Aim of the exercise | Copy the material below line for line, without changing anything.

Rows from a dataset
# # # #
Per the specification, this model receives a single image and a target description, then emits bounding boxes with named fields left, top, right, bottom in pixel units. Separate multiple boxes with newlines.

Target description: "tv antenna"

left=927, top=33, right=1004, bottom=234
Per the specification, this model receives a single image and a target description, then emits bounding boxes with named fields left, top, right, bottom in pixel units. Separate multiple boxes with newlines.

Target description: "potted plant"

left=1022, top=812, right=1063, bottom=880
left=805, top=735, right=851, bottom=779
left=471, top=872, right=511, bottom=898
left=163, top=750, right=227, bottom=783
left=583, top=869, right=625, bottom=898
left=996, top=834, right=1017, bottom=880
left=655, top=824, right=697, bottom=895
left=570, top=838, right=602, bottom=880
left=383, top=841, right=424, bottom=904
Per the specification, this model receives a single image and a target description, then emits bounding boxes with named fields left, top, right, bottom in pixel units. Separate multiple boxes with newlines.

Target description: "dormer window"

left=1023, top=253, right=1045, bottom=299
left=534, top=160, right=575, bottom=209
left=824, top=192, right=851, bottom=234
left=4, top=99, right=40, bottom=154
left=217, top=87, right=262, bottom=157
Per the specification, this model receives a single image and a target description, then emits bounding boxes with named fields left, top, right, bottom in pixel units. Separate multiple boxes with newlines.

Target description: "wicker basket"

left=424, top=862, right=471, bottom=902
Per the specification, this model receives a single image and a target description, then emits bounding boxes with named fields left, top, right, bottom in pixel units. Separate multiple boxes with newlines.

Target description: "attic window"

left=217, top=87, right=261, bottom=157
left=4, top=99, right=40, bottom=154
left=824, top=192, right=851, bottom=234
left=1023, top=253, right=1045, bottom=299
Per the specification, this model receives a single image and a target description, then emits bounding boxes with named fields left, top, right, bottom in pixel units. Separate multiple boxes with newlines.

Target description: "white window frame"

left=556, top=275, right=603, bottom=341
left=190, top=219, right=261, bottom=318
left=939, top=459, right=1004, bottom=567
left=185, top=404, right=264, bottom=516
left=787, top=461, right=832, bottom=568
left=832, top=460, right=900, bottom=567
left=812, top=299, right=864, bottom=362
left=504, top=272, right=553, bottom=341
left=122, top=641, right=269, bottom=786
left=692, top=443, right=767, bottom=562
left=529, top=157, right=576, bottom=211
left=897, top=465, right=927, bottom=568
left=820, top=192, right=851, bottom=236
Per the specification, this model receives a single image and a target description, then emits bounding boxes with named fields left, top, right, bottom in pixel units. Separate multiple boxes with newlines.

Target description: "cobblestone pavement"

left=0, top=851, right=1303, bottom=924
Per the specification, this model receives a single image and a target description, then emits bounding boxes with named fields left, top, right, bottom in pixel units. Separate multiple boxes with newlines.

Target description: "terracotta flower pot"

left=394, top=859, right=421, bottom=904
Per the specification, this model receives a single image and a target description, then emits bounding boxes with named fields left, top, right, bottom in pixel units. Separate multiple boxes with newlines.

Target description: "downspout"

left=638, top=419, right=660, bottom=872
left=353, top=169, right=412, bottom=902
# # # #
Response to the task |
Per the specification, this model receives a single image and a target description, then emits bounding boxes with named fields left, top, right, bottom in pixel units. Separate multiple boxes with newlines.

Target description: "tv antenna"

left=927, top=33, right=1004, bottom=234
Per the specification, this model receives a single image and a target description, then emits bounding boxes with named fields left, top, right, bottom in pixel units. Separate multiple boxes with newlines.

Target description: "potted plant"

left=1022, top=812, right=1063, bottom=880
left=805, top=735, right=851, bottom=779
left=471, top=872, right=511, bottom=898
left=163, top=750, right=227, bottom=783
left=583, top=869, right=625, bottom=898
left=996, top=834, right=1017, bottom=880
left=655, top=824, right=697, bottom=895
left=570, top=838, right=602, bottom=880
left=383, top=841, right=424, bottom=904
Per the specification, this model receives a single image and a target description, then emits bounding boxes with named fields left, top, right, bottom in pixel units. Separate multiple boxes with newlines.

Target description: "dormer window"

left=1023, top=253, right=1045, bottom=299
left=534, top=160, right=575, bottom=209
left=824, top=192, right=851, bottom=234
left=4, top=99, right=40, bottom=154
left=217, top=87, right=262, bottom=157
Per the specification, this model receives a single image and a target description, then emits bounding boxes with named fields left, top, right, bottom in pixel units. Separate multiple boxes with newlines.

Target description: "wicker basket"

left=424, top=862, right=471, bottom=902
Per the specification, this model receives a single image and a target description, then emits bounding boxes with named fields left, top, right, bottom in pixel units. Separate multiple boxes with newlines.

Target description: "attic window"

left=217, top=87, right=261, bottom=157
left=4, top=99, right=40, bottom=154
left=824, top=192, right=851, bottom=234
left=1023, top=253, right=1045, bottom=299
Per the specification, this model receives a single image and a target description, then emits bounding boxes with named fields left, top, right, bottom in pixel units. Separate multiple boxes with newlines.

Target description: "white window frame"

left=556, top=275, right=603, bottom=341
left=190, top=219, right=261, bottom=318
left=939, top=459, right=1004, bottom=567
left=185, top=404, right=264, bottom=516
left=787, top=461, right=832, bottom=568
left=832, top=460, right=900, bottom=567
left=812, top=299, right=864, bottom=362
left=504, top=272, right=553, bottom=341
left=122, top=641, right=269, bottom=786
left=692, top=443, right=767, bottom=562
left=529, top=157, right=576, bottom=211
left=897, top=465, right=927, bottom=568
left=820, top=192, right=851, bottom=236
Per the specification, this model receives a single image and a target description, then emits bounding boxes with named fields left, top, right, bottom in pixel units. Separate multiple boxes with newlines.

Target description: "cobblestone pavement"

left=0, top=851, right=1303, bottom=924
Per the specification, this model receives a single image and a target description, then emits bounding boxes with named fields left, top, right, bottom in pixel units. Separate multiple boxes with newlines.

Target description: "terracotta flower pot"

left=394, top=859, right=421, bottom=904
Per the specification, this model receives a single image and a target description, then emits bounding boxes with named fields left, top, right, bottom in pixel units. Separate multiple boxes with newlines.

Target description: "downspout"

left=638, top=419, right=660, bottom=872
left=353, top=169, right=412, bottom=902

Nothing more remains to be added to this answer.